[Textauszug]:
==*==

Bereits im vergangenen Jahr hatte die documenta X in Kassel körperbezogene Arbeiten der 1988 gestorbenen Künstlerin gezeigt: paarige, durch einen Gummischlauch verbundene Ganzkörperanzüge ohne Sichtfenster, bei denen das Gegenüber ausschließlich ertastet werden kann, und die „Máscaras sensoriais“ betitelten Kapuzenmasken mit verschiedenen präparierten Öffnungen für Augen und Ohren. Bewiesen diese Arbeiten im intellektuellen Umfeld der documenta eine besondere Sensibilität für Körperraum und Wahrnehmungsprozesse, so läßt sich diese Disposition nun am Gesamtwerk ausführlich studieren. Bereits an den nonfigurativen Arbeiten der 50er Jahre, der Serie „Quebra da moldura“ („Zerstörung des Rahmens“) und den „Superficies moduladas“ („Modulierte Oberflächen“) überrascht die Unverfrorenheit, mit der Clark den traditionellen Bildbegriff verabschiedet. Statt langweiliger Homogenität interessiert sie die serielle Variation, die überbordende Peripherie statt des sterilen Zentrums.

Dieser dynamische Konstruktivismus entsprach durchaus einer generellen Stimmung der Kunst, in der Pollocks „Drip paintings“ oder Yves Kleins „Anthropometrien“ entstanden. Bei Fernand Léger hatte Lygia Clark in Paris studiert, in Brasilien gründete sie 1959 mit Hélio Oiticica die Gruppe der Neokonkreten und definierte ihre geometrischen Gebilde fortan als „Estruturas vivas“: Solche, im Sinne einer biologischen Architektur „lebenden Strukturen“ sind die zu Beginn der 60er Jahre gefertigten „Bichos“, bewegliche Metallkreaturen aus Kreissegmenten und Vierecken, die durch Scharniere verbunden sind.

Dieses bewegliche „Rückgrat“ erlaubt dem Rezipienten, die Objekte zu manipulieren, ihnen tierähnliche Metamorphosen abzugewinnen. Bei den „Obras mole“ dagegen produziert das Eigengewicht des elastischen Materials die plastische Form: Die schlaffen, aus einer Gummischeibe geschnittenen Moebiusbänder hängen – Robert Morris' „Skulpturen“ aus Filz oder Eva Hesses Latex-Objekten vergleichbar – von der Wand herunter oder mäandern wie Schlingpflanzen auf dem Boden.

==*==

[Aufgaben]:
- 1) Nenne alle Personen außer Lygia Clark, die im Textauszug namentlich erwähnt werden.
- 2) Tausche im Textauszug „Paris“ gegen „Rom“ aus und gib den Abschnitt wieder, der mit „Dieser dynamische Konstruktivismus“ beginnt und mit „Scharniere verbunden sind.“ endet.
Die nachstehenden Zeilen werden hier nicht gebraucht.

[Die Daten]:
==*==

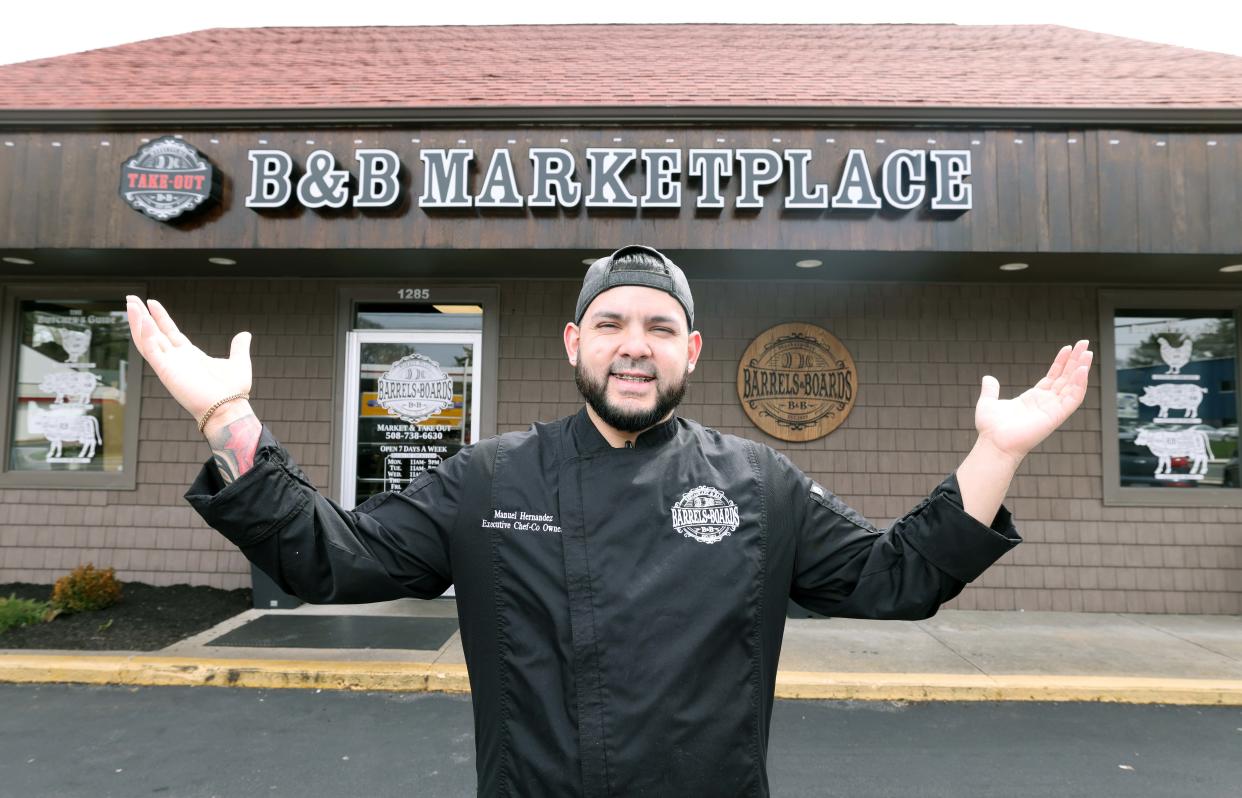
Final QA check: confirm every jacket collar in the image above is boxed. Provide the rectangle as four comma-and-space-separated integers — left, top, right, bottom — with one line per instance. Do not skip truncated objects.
569, 405, 678, 454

==*==

[Lösungen]:
- 1) Pollock, Yves Klein, Fernand Léger, Hélio Oiticica, Robert Morris, Eva Hesse

- 2)
Dieser dynamische Konstruktivismus entsprach durchaus einer generellen Stimmung der Kunst, in der Pollocks „Drip paintings“ oder Yves Kleins „Anthropometrien“ entstanden. Bei Fernand Léger hatte Lygia Clark in Rom studiert, in Brasilien gründete sie 1959 mit Hélio Oiticica die Gruppe der Neokonkreten und definierte ihre geometrischen Gebilde fortan als „Estruturas vivas“: Solche, im Sinne einer biologischen Architektur „lebenden Strukturen“ sind die zu Beginn der 60er Jahre gefertigten „Bichos“, bewegliche Metallkreaturen aus Kreissegmenten und Vierecken, die durch Scharniere verbunden sind.